Instructions -
[1] Reproduce the passage of the foundation block thread starting at "Still we wait" and ending at "industry since then.".
[2] Extend the foundation block thread by writing what follows its final sentence.

Page extract Start Marker

# What are your thoughts on this foundation block?



## rino1494 (Jan 31, 2006)

Seems like a good system, what do you guys think ??

http://www.peiworldwide.com/block/product.html


----------



## stacker (Jan 31, 2006)

seen those before,years ago.you can use a hand saw and cut them to length


----------



## TimNJ (Sep 7, 2005)

you might want to look into another product www.rastra.com Of course Rastra doesn't have a young lady in fishnet top to carry the block around :thumbup: like the one in your link rino


----------



## concretemasonry (Dec 1, 2006)

Nothing new and these things have been around for quite some time and have not gotten real acceptance. They are not really accepable as a foundation block because of waterproofing and reliability problems. Above grade is a different situation

Is is not a simple as it looks.

The block do not really stack vertically.

The walls must be braced very well before pumping the concrete.

Not practical for anything but a square box.

It is not as cheap as it looks/sounds.

That level of insulation is not needed below ground. Better for above grade.

You dont have to drill holes since you can since you can poke holes with rebars and mice can eat through them.

Ordinary reinforced concrete and block are must stronger.

There are better systems than both of these that represent recent improvements and they still are not taking off. I did my first marketing study for similar systems in 1988.

Dick


----------



## sound building (Dec 24, 2006)

concretemasonry said:


> Nothing new and these things have been around for quite some time and have not gotten real acceptance. They are not really accepable as a foundation block because of waterproofing and reliability problems.
> 
> Dick


Your absolutely right Concretemasonary. Foundations are a very sensible member of the buildings system and most cracks and deformations on buildings can be redirected to problems on the foundation.

I would not even recommend Aerated Concrete for basments, left alone 
use it for foundations. 

There are some cruicial parts of a building you always better off staing in the
" traditional " concrete/ concret block performance. 


Still we wait and will continue to do so on the medicine curing all problems at once.



Nice catch btw.


----------



## concretemasonry (Dec 1, 2006)

I was not confusing these products wirh AAC (Autoclaved Aerated Concrete). I have been in more than 20 aerated concrete plants in Europe and have seen hundreds of construction products. I was in my first "gas concrete" or AAC plant in the U.S. in 1968 and have followed the performance of the buildings and industry since then.

I would not recommend the previously mentioned "styrofoam concrete" blocks and forming systems for basements unless I found a solution to the waterproofing problems that have plagued them. Even aerated concrete might be better (but not acceptable) for basements. Above grade building are totally different application.

It is good to see the many attempts to improve concrete and construction in general. The potential market gains for concrete products are very evident as evidenced by the massive investment by international companies in the U.S. This dwarfs the domestic stick construction suppliers.

Page extract End Marker
Raw data Start Marker

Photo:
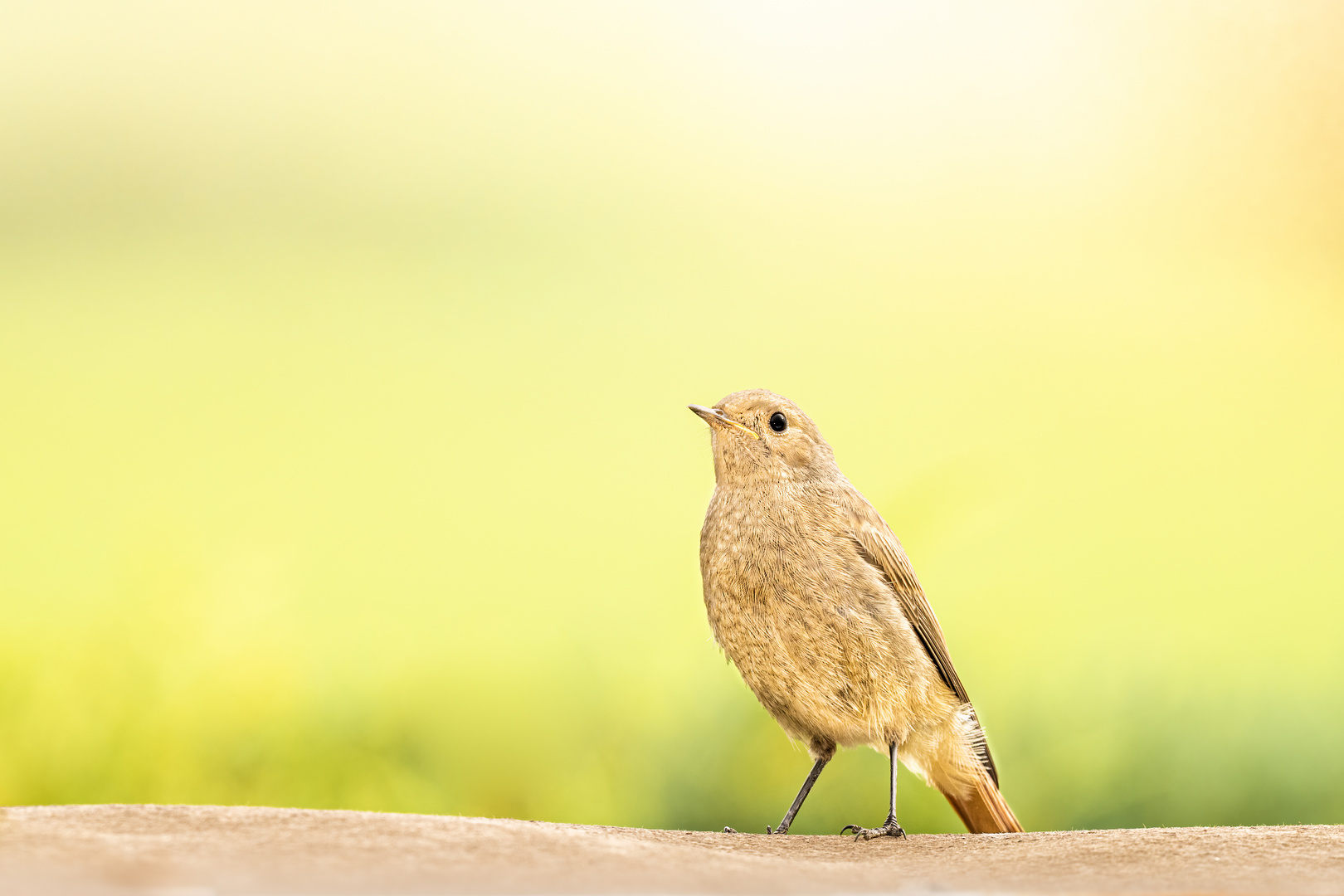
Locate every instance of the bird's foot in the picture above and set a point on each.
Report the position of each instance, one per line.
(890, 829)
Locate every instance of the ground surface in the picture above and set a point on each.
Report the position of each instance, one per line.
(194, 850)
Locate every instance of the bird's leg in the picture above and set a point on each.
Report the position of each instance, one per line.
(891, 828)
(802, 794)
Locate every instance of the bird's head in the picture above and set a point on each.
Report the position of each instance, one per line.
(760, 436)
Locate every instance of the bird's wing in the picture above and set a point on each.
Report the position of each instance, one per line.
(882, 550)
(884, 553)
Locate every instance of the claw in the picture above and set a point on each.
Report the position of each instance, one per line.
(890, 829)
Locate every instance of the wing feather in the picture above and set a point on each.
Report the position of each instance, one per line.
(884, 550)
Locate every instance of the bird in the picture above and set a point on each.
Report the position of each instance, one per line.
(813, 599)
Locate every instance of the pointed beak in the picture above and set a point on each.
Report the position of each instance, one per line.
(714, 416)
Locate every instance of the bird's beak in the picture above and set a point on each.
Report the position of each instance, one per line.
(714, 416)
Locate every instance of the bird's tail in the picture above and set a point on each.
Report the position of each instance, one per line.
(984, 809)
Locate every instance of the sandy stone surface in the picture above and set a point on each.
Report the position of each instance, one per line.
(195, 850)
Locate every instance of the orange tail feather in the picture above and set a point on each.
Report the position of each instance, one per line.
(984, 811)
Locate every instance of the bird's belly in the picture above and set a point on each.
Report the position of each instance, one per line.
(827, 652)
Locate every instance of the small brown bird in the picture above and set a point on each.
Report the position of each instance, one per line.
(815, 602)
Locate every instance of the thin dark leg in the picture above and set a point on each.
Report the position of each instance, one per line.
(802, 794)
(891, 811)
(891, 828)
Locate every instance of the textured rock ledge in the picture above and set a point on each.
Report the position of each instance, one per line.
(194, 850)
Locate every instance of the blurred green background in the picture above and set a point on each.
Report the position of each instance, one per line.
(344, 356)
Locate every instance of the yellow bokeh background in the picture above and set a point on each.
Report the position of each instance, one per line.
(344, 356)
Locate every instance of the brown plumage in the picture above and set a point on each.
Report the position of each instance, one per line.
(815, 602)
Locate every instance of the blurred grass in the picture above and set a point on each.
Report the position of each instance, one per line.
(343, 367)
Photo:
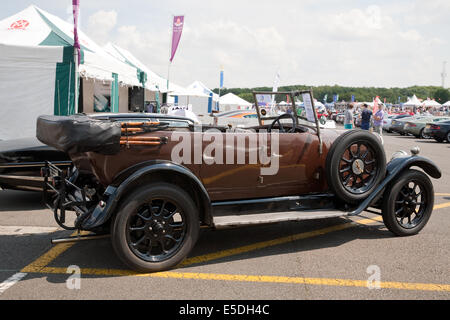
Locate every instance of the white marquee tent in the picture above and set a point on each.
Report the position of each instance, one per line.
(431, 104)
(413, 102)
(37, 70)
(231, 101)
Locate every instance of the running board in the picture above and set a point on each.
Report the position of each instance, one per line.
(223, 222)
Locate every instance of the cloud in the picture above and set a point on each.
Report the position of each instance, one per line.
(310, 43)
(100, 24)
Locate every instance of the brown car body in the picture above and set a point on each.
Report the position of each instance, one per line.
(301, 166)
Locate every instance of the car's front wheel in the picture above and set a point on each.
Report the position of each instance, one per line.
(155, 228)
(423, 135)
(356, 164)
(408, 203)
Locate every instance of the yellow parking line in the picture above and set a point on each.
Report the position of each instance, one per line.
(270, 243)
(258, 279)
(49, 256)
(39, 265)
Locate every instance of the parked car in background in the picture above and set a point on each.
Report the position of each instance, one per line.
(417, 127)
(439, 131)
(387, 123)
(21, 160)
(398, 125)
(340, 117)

Raw data End Marker
Raw data Start Marker

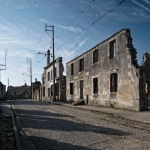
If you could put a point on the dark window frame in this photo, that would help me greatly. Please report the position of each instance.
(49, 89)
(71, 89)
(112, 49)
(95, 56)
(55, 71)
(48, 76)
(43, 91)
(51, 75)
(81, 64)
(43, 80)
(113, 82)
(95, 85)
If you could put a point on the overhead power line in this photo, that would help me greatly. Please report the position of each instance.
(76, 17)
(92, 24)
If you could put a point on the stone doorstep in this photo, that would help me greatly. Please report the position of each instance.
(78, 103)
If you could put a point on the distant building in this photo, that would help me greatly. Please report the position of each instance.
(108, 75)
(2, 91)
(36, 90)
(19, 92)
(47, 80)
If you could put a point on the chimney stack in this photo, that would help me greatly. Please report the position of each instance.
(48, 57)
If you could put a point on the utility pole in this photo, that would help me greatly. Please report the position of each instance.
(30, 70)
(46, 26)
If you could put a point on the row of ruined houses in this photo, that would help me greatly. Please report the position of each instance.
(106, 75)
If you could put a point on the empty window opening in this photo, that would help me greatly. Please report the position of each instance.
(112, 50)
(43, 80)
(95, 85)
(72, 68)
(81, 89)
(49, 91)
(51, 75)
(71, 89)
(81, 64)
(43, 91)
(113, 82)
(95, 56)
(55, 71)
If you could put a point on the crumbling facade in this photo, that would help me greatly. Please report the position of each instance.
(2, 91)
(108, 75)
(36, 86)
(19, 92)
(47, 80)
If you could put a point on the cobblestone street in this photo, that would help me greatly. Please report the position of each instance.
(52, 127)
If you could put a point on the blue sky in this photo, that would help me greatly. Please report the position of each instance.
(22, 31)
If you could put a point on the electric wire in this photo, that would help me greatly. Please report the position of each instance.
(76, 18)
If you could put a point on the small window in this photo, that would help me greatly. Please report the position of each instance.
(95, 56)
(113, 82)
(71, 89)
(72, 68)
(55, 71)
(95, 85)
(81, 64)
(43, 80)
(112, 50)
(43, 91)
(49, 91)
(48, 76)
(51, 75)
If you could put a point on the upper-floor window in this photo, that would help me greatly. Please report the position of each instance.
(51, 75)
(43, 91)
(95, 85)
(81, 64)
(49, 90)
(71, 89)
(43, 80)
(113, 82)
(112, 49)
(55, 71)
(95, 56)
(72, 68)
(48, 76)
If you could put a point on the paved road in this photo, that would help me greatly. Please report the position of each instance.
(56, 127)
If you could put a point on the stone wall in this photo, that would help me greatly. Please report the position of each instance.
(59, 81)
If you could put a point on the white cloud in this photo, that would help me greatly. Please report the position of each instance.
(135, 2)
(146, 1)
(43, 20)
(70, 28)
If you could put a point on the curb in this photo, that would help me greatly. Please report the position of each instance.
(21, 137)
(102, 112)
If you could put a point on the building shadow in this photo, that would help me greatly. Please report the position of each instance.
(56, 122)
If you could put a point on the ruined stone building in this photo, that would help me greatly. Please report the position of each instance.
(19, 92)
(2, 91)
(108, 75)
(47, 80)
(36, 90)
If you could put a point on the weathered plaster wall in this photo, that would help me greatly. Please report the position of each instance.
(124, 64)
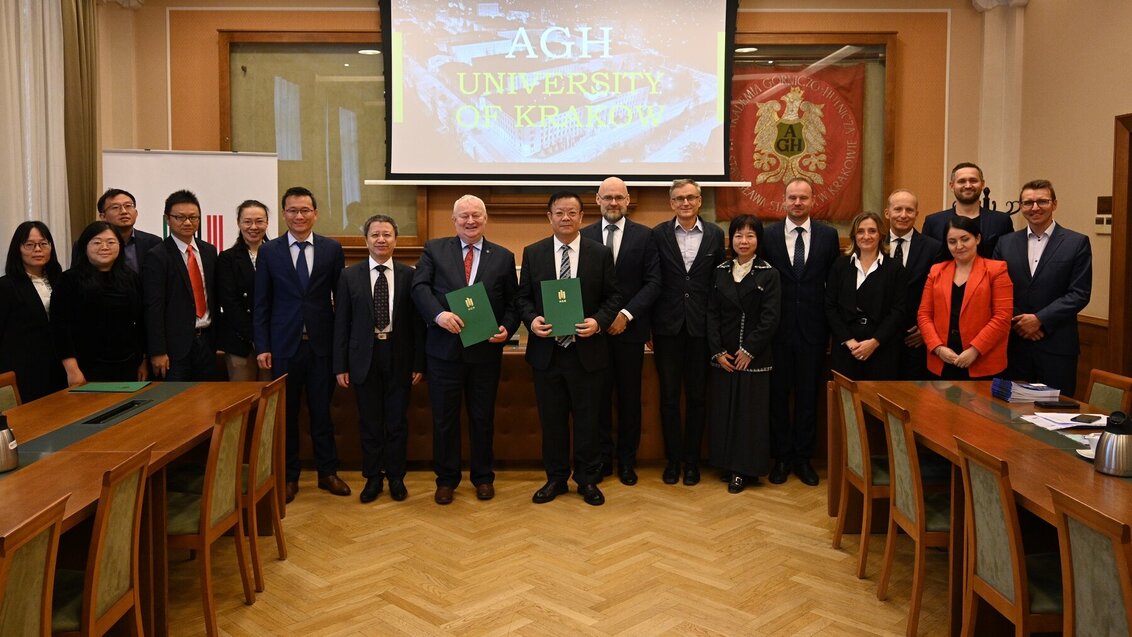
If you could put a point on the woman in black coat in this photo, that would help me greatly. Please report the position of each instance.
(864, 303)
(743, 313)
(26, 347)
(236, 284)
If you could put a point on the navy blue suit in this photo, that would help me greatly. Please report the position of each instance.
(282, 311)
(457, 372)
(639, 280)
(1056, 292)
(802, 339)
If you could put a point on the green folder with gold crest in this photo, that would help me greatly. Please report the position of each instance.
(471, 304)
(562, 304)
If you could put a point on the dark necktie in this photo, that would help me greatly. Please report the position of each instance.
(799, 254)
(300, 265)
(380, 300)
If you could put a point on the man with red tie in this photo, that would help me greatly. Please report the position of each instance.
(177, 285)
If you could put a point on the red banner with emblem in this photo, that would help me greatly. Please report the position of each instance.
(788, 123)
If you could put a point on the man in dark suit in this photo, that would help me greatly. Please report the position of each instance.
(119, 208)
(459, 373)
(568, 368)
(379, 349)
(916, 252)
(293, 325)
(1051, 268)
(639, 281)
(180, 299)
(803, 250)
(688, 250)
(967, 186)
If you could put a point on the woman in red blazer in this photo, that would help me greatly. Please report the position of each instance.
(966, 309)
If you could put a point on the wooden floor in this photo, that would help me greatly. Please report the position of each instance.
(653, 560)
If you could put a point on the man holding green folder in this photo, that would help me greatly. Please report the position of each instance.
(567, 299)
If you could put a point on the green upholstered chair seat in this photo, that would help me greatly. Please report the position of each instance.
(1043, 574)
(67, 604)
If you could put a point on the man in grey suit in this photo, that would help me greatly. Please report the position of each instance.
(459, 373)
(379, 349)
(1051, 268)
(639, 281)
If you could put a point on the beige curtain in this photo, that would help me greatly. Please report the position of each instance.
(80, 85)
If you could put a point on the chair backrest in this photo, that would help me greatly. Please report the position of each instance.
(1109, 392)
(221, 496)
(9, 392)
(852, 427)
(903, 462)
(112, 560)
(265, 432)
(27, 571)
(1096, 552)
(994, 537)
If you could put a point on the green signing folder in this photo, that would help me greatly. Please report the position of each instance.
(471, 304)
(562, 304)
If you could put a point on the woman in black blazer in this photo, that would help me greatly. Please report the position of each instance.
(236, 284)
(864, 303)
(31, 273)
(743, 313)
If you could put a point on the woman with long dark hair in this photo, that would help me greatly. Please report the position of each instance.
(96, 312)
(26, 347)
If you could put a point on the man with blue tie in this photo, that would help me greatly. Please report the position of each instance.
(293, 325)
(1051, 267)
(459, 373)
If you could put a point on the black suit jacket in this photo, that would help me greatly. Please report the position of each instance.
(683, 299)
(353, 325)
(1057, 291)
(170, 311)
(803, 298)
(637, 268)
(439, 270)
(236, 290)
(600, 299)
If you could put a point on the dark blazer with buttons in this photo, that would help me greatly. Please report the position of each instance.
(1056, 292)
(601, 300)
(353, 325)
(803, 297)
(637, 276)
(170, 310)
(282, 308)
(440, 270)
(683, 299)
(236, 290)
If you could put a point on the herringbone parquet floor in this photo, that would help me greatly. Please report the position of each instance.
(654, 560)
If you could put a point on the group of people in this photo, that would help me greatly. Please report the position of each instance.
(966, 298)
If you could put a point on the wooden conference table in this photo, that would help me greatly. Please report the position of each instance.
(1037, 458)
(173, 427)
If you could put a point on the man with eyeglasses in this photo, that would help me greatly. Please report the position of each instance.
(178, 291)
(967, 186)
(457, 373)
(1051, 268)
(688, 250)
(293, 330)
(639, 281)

Raw data End Marker

Written answers -
[1]
Still we wait and will continue to do so on the medicine curing all problems at once.



Nice catch btw.


----------



## concretemasonry (Dec 1, 2006)

I was not confusing these products wirh AAC (Autoclaved Aerated Concrete). I have been in more than 20 aerated concrete plants in Europe and have seen hundreds of construction products. I was in my first "gas concrete" or AAC plant in the U.S. in 1968 and have followed the performance of the buildings and industry since then.

[2]
I do not appreciate the simplistic advertising attempts to recycle old ideas without any attempt to make the systems buildable AND durable.

One of the first things I do when evaluating a "new" system is to look at the location of the company and try to determine how much real experience (people and projects) is behind the product. After that, I look at the stardards they proclaim to meet and sort out the real applications from the usual practice of using creditable associations/organizations (such as ASTM, ACI, ANSI, etc.) to create credibility. The next step is to see if any current tests are available. After that, it is fun to see what what was built and how well it works.

Usually, it seems that the claims made for the new systems do not provide any equal to the good applications of existing products by intellegent contracts that recognize what the customer needs (even if the customer is not aware of it). My favorite example is the standard construction method of using 6" loadbearing block walls (no steel or concrete columns) for high quality 20 story buildings. All it takes is a good, smart contractor and not a magic system!!

I do keep looking for the magic system, but it has been a long search.

Dick


----------



## tkle (Apr 15, 2006)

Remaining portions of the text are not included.